Stated goal –
Write the entries below out again exactly; any picture in them stays out.

Dataset entries –
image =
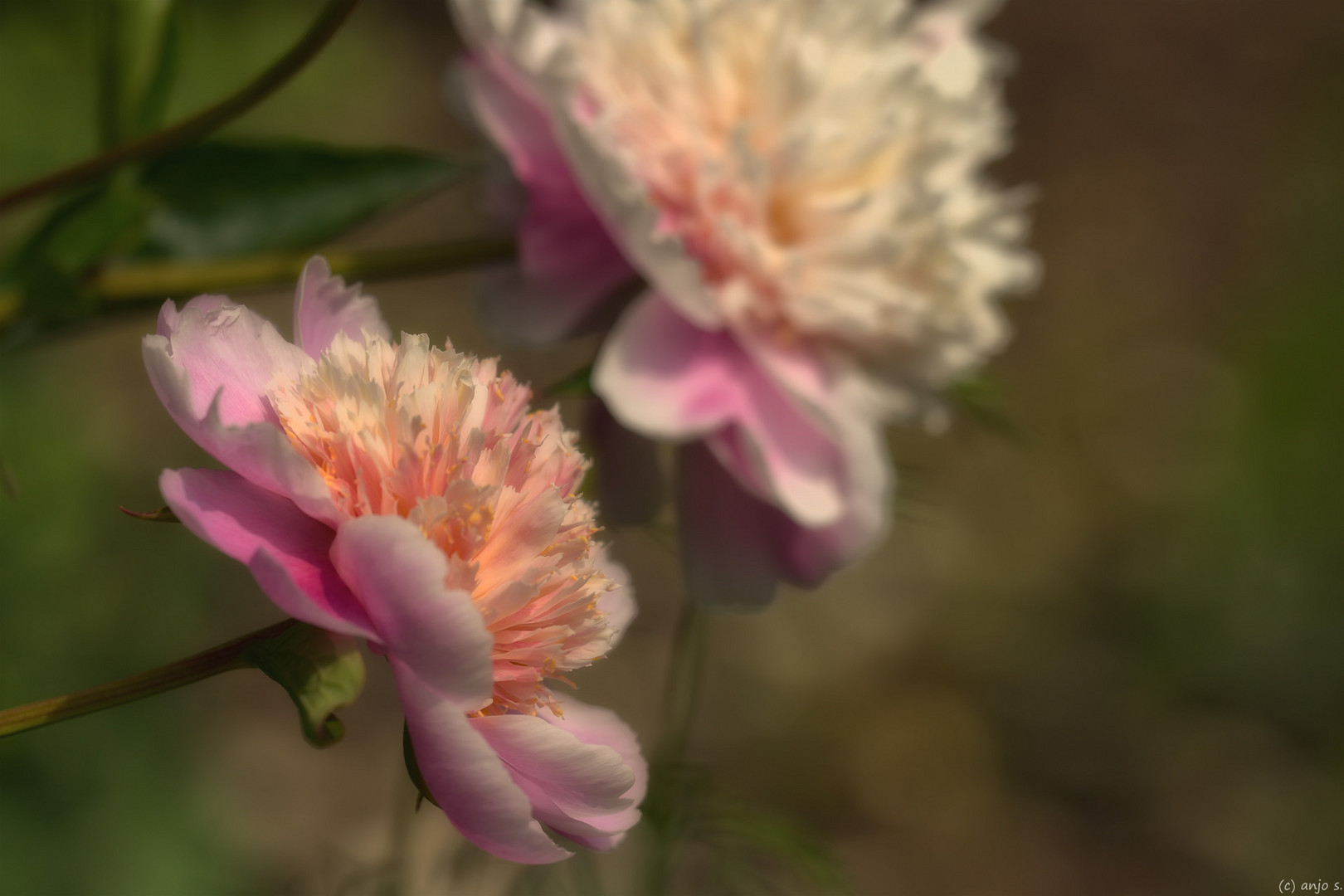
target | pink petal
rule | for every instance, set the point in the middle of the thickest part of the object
(325, 306)
(597, 726)
(285, 548)
(665, 377)
(570, 265)
(438, 633)
(576, 787)
(210, 366)
(226, 349)
(468, 779)
(951, 58)
(619, 603)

Solution for this problem –
image =
target | pink petal
rule | for every instance, set the point in the middle of the thickest part of the object
(325, 306)
(597, 726)
(285, 548)
(665, 377)
(570, 265)
(438, 633)
(576, 787)
(210, 366)
(226, 349)
(468, 779)
(951, 58)
(619, 603)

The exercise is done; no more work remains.